Abbie is 22.5" at the shoulder and 50lbs. She is 7 months so who knows where she will be when she finishes growing. I doubt she will get much taller though, but she will probably fill out another 5-10lbs.

People think she is very small, which is funny since she is completely within standard (though on the small end of the standard).


----------



## selzer

I stopped measuring. 

Jenna is 24.5 inches -- I am ok with that. 
Babs is 24 or just under -- good
Heidi and Tori are similar to Jenna -- not measured, high end of standard, maybe just over.
Odessa is about 23 - 23.5 it is measured on her paper work, she is within whatever standard.
Milla and Ninja are within standard height
Joy is upper end, close to her mother's height, Dolly a little taller, Bear a little shorter -- still upper end of the standard. 

Did I miss anyone?

All but Odessa were bred by me. 

Jenna and Babs' litter contained Cujo, AKA Gigundo Dog, AKA Clifford. 30 inches at the shoulder last time we checked and 86 pounds. We neutered him at 14 weeks and he just never stopped growing. He is six years old and the current joke is "He grew again."


----------



## Cassidy's Mom

Both of mine are well within the SV standard weight-wise. I have never measured them, but neither are overly tall, so I'm sure they're within the standard height-wise as well.

- Task list -
**a)** From the thread on dog heights, transcribe the passage between "Babs is 24 or" and "of the standard.", inclusive.
**b)** Summarize the thread on dog heights in two sentences.

- Material shown -
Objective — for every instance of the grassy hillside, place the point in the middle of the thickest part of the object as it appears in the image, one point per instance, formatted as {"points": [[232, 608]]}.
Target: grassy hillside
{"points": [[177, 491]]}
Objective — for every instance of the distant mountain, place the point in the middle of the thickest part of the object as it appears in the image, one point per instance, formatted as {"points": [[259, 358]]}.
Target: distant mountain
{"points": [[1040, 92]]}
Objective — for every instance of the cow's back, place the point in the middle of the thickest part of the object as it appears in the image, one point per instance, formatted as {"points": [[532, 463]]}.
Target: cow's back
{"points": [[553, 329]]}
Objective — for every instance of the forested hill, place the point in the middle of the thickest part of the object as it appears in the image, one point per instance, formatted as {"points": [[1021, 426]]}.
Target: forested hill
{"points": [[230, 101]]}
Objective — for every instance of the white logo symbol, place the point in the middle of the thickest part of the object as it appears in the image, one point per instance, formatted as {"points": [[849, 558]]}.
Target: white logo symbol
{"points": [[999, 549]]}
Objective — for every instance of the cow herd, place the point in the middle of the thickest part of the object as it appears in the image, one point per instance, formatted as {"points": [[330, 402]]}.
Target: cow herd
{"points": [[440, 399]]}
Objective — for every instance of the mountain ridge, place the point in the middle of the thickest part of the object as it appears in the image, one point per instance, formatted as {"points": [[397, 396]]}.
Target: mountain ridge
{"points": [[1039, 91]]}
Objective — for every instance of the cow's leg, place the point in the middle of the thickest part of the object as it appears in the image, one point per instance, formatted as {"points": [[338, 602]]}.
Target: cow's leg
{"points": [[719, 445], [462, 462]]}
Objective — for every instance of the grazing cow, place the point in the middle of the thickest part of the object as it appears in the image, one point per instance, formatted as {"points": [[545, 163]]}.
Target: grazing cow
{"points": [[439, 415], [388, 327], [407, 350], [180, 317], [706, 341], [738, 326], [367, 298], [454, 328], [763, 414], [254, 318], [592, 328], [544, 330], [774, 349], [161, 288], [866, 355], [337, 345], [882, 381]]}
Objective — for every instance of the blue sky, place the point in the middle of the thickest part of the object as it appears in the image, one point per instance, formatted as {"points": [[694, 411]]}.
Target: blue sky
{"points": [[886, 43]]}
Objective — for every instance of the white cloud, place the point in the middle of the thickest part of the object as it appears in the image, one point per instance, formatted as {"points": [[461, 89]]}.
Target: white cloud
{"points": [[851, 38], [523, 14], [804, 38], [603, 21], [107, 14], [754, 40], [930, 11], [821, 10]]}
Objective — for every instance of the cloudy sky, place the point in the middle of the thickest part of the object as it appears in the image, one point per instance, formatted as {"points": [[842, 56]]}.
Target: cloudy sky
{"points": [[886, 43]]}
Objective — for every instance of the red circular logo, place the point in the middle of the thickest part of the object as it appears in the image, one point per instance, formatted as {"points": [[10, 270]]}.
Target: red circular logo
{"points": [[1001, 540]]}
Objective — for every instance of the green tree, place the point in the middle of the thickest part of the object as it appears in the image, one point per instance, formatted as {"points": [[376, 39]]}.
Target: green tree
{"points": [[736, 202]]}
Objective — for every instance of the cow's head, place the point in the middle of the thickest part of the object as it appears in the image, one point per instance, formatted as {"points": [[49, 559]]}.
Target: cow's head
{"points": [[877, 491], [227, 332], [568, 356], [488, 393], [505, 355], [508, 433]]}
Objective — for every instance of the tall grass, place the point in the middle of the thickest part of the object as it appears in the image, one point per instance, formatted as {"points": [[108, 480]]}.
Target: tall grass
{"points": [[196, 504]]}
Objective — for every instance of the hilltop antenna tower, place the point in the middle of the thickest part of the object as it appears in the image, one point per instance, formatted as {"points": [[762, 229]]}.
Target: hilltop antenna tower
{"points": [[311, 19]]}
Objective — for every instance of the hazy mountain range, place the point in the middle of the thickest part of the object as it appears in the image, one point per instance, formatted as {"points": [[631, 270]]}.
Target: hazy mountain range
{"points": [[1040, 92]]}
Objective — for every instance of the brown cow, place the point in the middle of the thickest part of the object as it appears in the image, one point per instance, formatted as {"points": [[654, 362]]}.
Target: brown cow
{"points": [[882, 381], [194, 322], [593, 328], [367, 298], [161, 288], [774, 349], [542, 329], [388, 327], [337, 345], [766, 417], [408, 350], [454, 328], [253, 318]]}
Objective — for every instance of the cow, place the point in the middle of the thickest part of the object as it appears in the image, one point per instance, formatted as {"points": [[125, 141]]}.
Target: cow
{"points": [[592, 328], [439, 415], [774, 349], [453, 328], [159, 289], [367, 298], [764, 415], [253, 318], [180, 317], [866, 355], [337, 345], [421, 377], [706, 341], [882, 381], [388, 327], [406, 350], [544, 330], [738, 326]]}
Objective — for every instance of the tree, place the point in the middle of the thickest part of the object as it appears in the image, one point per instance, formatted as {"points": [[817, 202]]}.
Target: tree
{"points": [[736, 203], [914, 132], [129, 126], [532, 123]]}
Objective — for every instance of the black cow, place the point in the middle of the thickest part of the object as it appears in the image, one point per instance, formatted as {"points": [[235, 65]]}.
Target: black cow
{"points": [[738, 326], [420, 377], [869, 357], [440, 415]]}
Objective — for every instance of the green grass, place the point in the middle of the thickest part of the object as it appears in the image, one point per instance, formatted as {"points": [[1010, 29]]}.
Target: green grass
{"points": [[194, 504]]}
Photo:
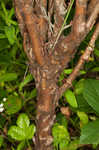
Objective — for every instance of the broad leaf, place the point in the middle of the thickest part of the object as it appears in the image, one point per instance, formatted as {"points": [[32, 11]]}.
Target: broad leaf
{"points": [[13, 104], [10, 33], [90, 133], [8, 77], [61, 135], [70, 97], [27, 79], [30, 131], [23, 121], [1, 141], [91, 93], [21, 146], [17, 133]]}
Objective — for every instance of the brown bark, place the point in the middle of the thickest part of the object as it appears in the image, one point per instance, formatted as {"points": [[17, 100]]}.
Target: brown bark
{"points": [[39, 34]]}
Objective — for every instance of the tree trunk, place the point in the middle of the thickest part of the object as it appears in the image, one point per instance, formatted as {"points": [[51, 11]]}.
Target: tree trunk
{"points": [[45, 116], [49, 52]]}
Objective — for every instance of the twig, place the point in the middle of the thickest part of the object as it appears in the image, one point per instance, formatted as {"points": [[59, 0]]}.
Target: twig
{"points": [[62, 27], [82, 60]]}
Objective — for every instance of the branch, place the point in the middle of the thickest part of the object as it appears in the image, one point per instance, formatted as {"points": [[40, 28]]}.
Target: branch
{"points": [[31, 23], [66, 47], [92, 18], [84, 58]]}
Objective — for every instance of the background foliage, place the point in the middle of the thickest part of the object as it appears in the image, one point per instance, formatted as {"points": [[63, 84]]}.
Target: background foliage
{"points": [[77, 122]]}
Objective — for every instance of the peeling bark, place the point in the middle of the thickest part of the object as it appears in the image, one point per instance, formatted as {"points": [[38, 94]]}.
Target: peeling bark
{"points": [[39, 32]]}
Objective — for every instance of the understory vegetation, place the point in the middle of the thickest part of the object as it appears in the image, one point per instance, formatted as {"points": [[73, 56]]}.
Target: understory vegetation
{"points": [[77, 115]]}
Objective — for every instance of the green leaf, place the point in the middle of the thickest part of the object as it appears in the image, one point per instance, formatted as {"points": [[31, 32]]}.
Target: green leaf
{"points": [[96, 69], [82, 104], [30, 131], [61, 119], [83, 117], [13, 104], [2, 36], [90, 133], [10, 33], [60, 134], [21, 145], [27, 79], [79, 86], [91, 93], [23, 121], [8, 77], [17, 133], [71, 99], [4, 44], [1, 141]]}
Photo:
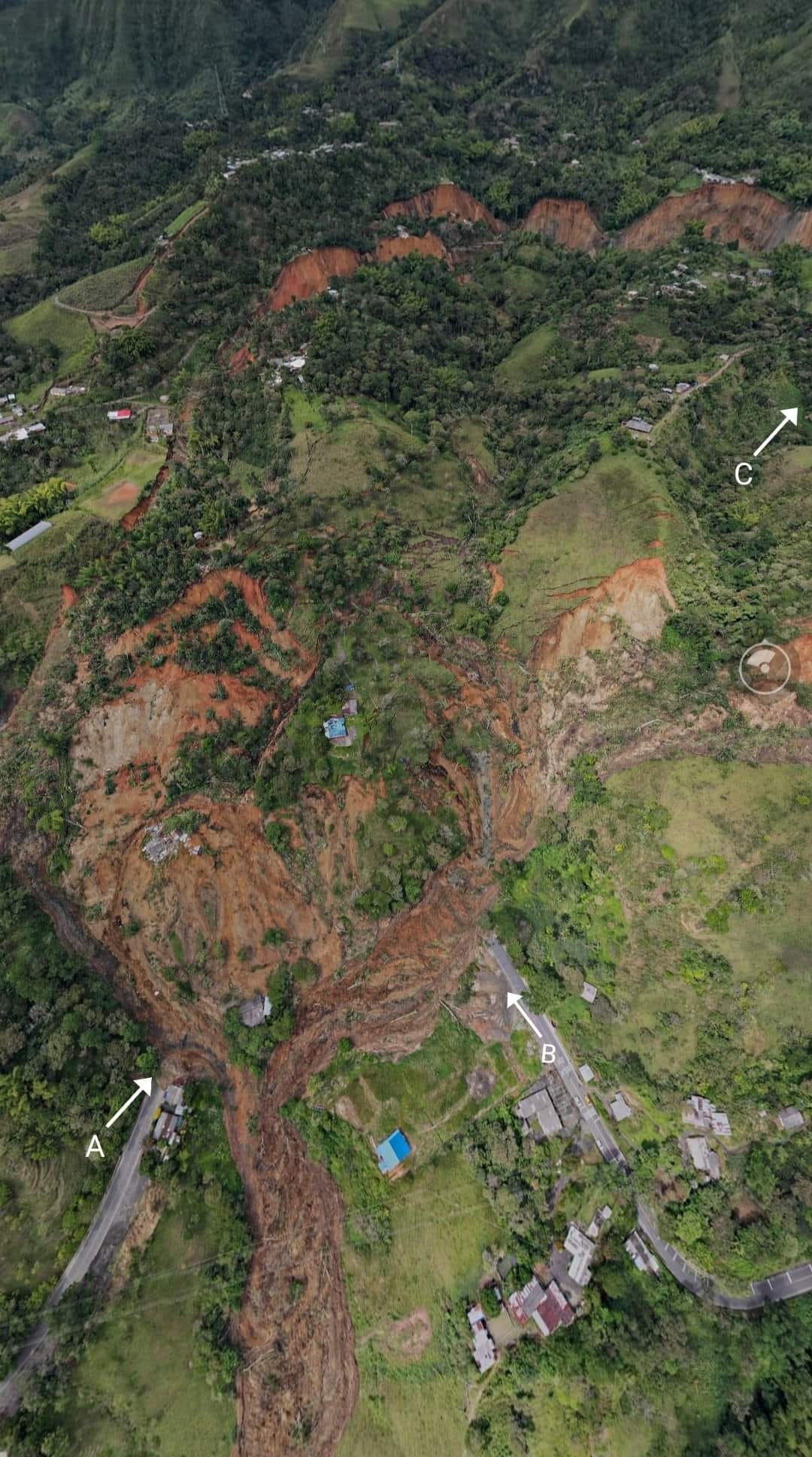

- Solutions to the exercise -
**a)**
Babs is 24 or just under -- good
Heidi and Tori are similar to Jenna -- not measured, high end of standard, maybe just over.
Odessa is about 23 - 23.5 it is measured on her paper work, she is within whatever standard.
Milla and Ninja are within standard height
Joy is upper end, close to her mother's height, Dolly a little taller, Bear a little shorter -- still upper end of the standard.

**b)** Abbie, a 7-month-old dog, is 22.5 inches at the shoulder and 50 pounds, and people think she is very small even though she is within standard. Another poster lists several self-bred dogs at or near the standard height, plus Cujo, a littermate of Jenna and Babs who measured 30 inches and 86 pounds, while a third poster's two dogs are well within the SV standard weight-wise.